**Excerpted text**
MAKING HOCKEY GREAT AGAIN: Diaz to lead Union in engaging world leaders to make the sport bigger
HOCKEY By Tony Owori | January 21st 2017
In 1971, Kenya finished fourth at the hockey World Cup in Barcelona, then a string of success stories followed. Kenya dominated not only Africa, but the local boys could beat literally almost any opponent. All that is history now, and there is little to write home about Kenya National team both men and women at the international stage.
Just last week, Kenya successfully hosted a low key Africa Cup of Club Championships thanks to Zimbabwe’s decision to withdraw from the games at the eleventh hour.
Being the hosts, Kenyan ladies Orange Telkom did not disappoint. For a ninth time, the local girls proved their supremacy over their African counterparts. Under the leadership of Jos Openda, Orange Telkom have won the continental title five times in a row.
But there is very little to show from their success. How a Kenyan team can dominate Africa for close to a decade but still remain uncelebrated locally remains a puzzle.
While Kenyan clubs were fighting it out at City Park, Nairobi, it was all business as usual in the capital. Very few people knew about the event and there was little activity outside the country’s only public Astroturf pitch.
Apart from routine coverage by sports journalists, the rest of the country went on with their business as if there was nothing-big happening in Parklands. And even when the local girls edged out Ghana Revenue Authority at the finals, celebrations were only at the City Hockey Park Stadium.
However, all the pomp and glamour witnessed at the stadium in Parklands is now set to spread over the country. According to the new Kenya Hockey Union’s patron, Chris Diaz, plans are in place to restore Kenya’s lost glory in Hockey.
“The journey towards transformation of Kenyan hockey has started and we have laid down clear objectives and strategies that are achievable,” said Diaz.
“My first step was to listen in to all stakeholders right from the ex-players to the coaches, officials and the clubs. Now that I have the right picture plus a plan, we want to involve everyone in a process that will see us realize meaningful change starting this year,” added Diaz.
The patron’s sentiments come at a time when a number of players are quickly losing hope from the sport.
Last Thursday, Openda after being crowned coach of the year at Kenyatta International Convention Centre during Sports Personality of the Year Awards (SOYA), hinted at leaving his position as women’s head coach but will still provide advise.
“Other teams benefit a lot by playing us but we do not gain anything,” said Openda.
“It would be better if we were to play against top teams at the world championship stage to improve our standards but as things stand, we only play continental games then come back to the local league and back to continental. There is no growth,” said Openda.

**Information shown**
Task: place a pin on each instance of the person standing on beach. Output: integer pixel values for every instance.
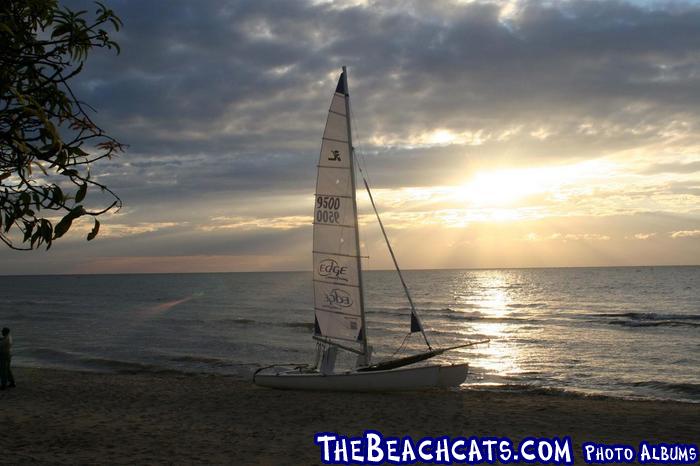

**What to work on**
**1)** In the Kenyan hockey article, how many consecutive continental titles have Orange Telkom won under Jos Openda?
**2)** Resume the Kenyan hockey article after its final paragraph, writing the next few paragraphs in the same reporting style.

**Task-by-task results**
**1)** Five in a row.

**2)**
Openda argues that locally, the game has developed so much that there is very little competition within the continent. To quench the industry’s thirst for new challenges plus the desire for growth, KHU will now engage World leaders like Germany, Australia, Holland and India in an effort to promote the development of the game and give more exposure to the players.
“Europe has changed the way the game of hockey is being played today and there are new skills and tactics that make them a notch higher than the rest of the world. The rules of the game too have changed over time and I agree with Openda that we must now adjust.”
“Since hockey is a major sport at the school level, the partnership with Holland would start with the young players and the umpires.
“We have already started a program that will see training of the coaches so that the impact can start with the upcoming players
“When I was in Holland and Germany, we found three year old kids being introduced to the game of hockey and they have structured programs running through various age groups. As such, we are in talks with some of their universities, colleges and schools to have partnerships and scholarships that would see our young boys and girls develop.
“I thank the president Uhuru Kenyatta and his government for the support to sports especially rugby and hockey among other games and we appeal to the ministry of sports to facilitate the worn down astro-turf at Parklands,” added Diaz.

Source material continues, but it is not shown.